■ DATA EXCERPTS:
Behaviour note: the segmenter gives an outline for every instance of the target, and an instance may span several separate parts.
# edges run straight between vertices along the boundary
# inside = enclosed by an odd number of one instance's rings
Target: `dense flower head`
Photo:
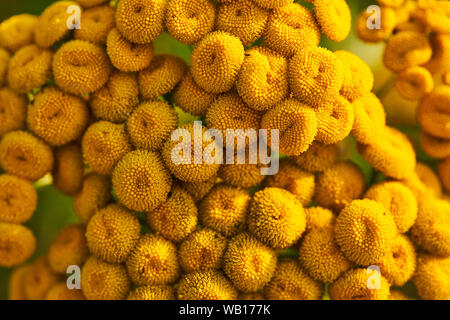
[[[450,258],[421,254],[417,259],[417,270],[413,283],[424,300],[450,299]]]
[[[37,22],[36,16],[26,13],[4,20],[0,24],[0,46],[14,52],[31,44]]]
[[[108,0],[76,0],[83,8],[91,8],[108,2]]]
[[[83,27],[76,29],[74,37],[94,44],[105,44],[109,31],[115,26],[115,10],[108,6],[89,8],[80,16]]]
[[[308,172],[322,172],[331,167],[339,156],[336,144],[323,144],[314,141],[305,152],[291,159],[303,170]]]
[[[187,273],[177,289],[179,300],[233,300],[237,295],[230,280],[216,270]]]
[[[336,223],[333,211],[320,206],[305,208],[306,232],[332,227]]]
[[[10,88],[0,89],[0,136],[7,132],[25,129],[27,99]]]
[[[386,113],[380,99],[370,92],[352,104],[355,111],[352,136],[360,143],[374,142],[386,125]]]
[[[24,263],[36,249],[36,238],[27,227],[0,222],[0,266],[10,268]]]
[[[212,176],[206,181],[201,182],[184,182],[179,181],[180,186],[185,189],[191,196],[192,199],[197,203],[202,200],[208,192],[214,187],[218,177],[216,175]]]
[[[236,157],[237,158],[237,157]],[[265,176],[261,174],[260,164],[236,163],[224,164],[220,167],[219,177],[229,185],[240,188],[252,188],[260,184]]]
[[[84,162],[81,147],[70,143],[56,148],[53,153],[53,185],[66,195],[76,195],[83,186]]]
[[[219,0],[219,2],[232,2],[233,0]],[[293,0],[251,0],[264,9],[276,9],[292,3]]]
[[[420,132],[420,145],[430,157],[436,159],[450,157],[450,139],[437,138],[422,130]]]
[[[131,290],[127,300],[175,300],[175,289],[168,285],[141,286]]]
[[[24,279],[25,296],[28,300],[43,300],[49,290],[59,283],[62,277],[50,268],[47,256],[42,256],[31,264]]]
[[[369,43],[376,43],[388,39],[392,34],[397,25],[396,11],[393,8],[382,6],[380,14],[383,17],[380,19],[380,28],[367,27],[367,21],[370,21],[370,18],[373,15],[373,12],[370,10],[364,10],[358,16],[356,21],[356,31],[361,40]]]
[[[81,289],[69,289],[65,281],[53,285],[47,292],[45,300],[86,300]]]
[[[431,73],[423,67],[411,67],[397,75],[395,87],[407,100],[419,100],[431,93],[434,81]]]
[[[8,73],[8,65],[11,55],[3,48],[0,48],[0,86],[3,86],[6,75]]]
[[[450,87],[441,86],[419,104],[418,121],[423,130],[437,138],[450,139]]]
[[[424,65],[432,74],[450,68],[450,35],[430,34],[430,44],[433,49],[431,59]]]
[[[439,163],[438,173],[445,190],[450,192],[450,157]]]
[[[25,278],[31,270],[30,264],[24,264],[14,268],[9,277],[8,283],[8,299],[9,300],[26,300]]]
[[[0,222],[28,221],[36,205],[37,193],[31,182],[9,174],[0,175]]]
[[[350,34],[352,14],[345,0],[314,0],[320,30],[328,39],[341,42]]]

■ WHAT IS NEEDED:
Copy out all the data exactly, skipping the pictures.

■ RESPONSE TO THE EXERCISE:
Behaviour note: the segmenter gives an outline for every instance of the target, and an instance may span several separate parts.
# edges run straight between vertices along the boundary
# inside = enclosed by an odd number of one instance's rings
Target: `dense flower head`
Photo:
[[[450,258],[421,254],[417,259],[417,270],[413,283],[424,300],[450,299]]]
[[[37,22],[36,16],[26,13],[4,20],[0,24],[0,46],[14,52],[31,44]]]
[[[108,0],[76,0],[83,8],[91,8],[108,2]]]
[[[83,27],[76,29],[74,37],[94,44],[105,44],[109,31],[115,26],[115,10],[108,6],[89,8],[80,16]]]
[[[308,172],[322,172],[331,167],[339,156],[336,144],[323,144],[314,141],[305,152],[291,159],[303,170]]]
[[[187,273],[177,289],[179,300],[233,300],[237,295],[230,280],[216,270]]]
[[[336,223],[333,211],[320,206],[305,208],[306,232],[332,227]]]
[[[10,88],[0,89],[0,136],[7,132],[25,129],[27,99]]]
[[[386,113],[380,99],[370,92],[352,104],[355,111],[352,136],[360,143],[374,142],[386,125]]]
[[[24,263],[36,249],[36,238],[27,227],[0,222],[0,266],[10,268]]]
[[[212,176],[206,181],[201,182],[184,182],[179,181],[180,186],[185,189],[191,196],[192,199],[197,203],[202,200],[208,192],[214,187],[218,177],[216,175]]]
[[[236,157],[237,158],[237,157]],[[265,176],[261,174],[260,164],[236,163],[224,164],[220,167],[219,177],[229,185],[240,188],[252,188],[260,184]]]
[[[84,162],[81,147],[70,143],[56,148],[53,153],[53,185],[66,195],[76,195],[83,186]]]
[[[219,0],[219,2],[232,2],[233,0]],[[293,0],[251,0],[264,9],[276,9],[292,3]]]
[[[420,132],[420,145],[430,157],[436,159],[450,157],[450,139],[437,138],[422,130]]]
[[[131,290],[127,300],[175,300],[175,289],[168,285],[141,286]]]
[[[24,279],[25,296],[28,300],[43,300],[49,290],[59,283],[62,277],[50,268],[47,256],[42,256],[31,264]]]
[[[369,43],[376,43],[388,39],[392,34],[397,25],[396,11],[393,8],[382,6],[380,14],[383,17],[380,19],[380,28],[367,27],[367,21],[370,21],[370,18],[373,15],[373,12],[370,10],[364,10],[358,16],[356,21],[356,31],[361,40]]]
[[[81,289],[69,289],[65,281],[53,285],[47,292],[45,300],[86,300]]]
[[[431,73],[423,67],[411,67],[397,75],[395,87],[407,100],[419,100],[431,93],[434,81]]]
[[[8,73],[8,65],[11,55],[3,48],[0,48],[0,86],[3,86],[6,75]]]
[[[450,87],[441,86],[419,104],[418,121],[423,130],[437,138],[450,139]]]
[[[424,65],[432,74],[450,68],[450,35],[430,34],[430,44],[433,49],[431,59]]]
[[[439,163],[438,173],[445,190],[450,192],[450,157]]]
[[[25,278],[31,270],[30,264],[24,264],[14,268],[9,277],[8,283],[8,299],[9,300],[26,300]]]
[[[0,222],[28,221],[36,205],[37,193],[31,182],[9,174],[0,175]]]
[[[350,34],[352,14],[345,0],[314,0],[320,30],[328,39],[341,42]]]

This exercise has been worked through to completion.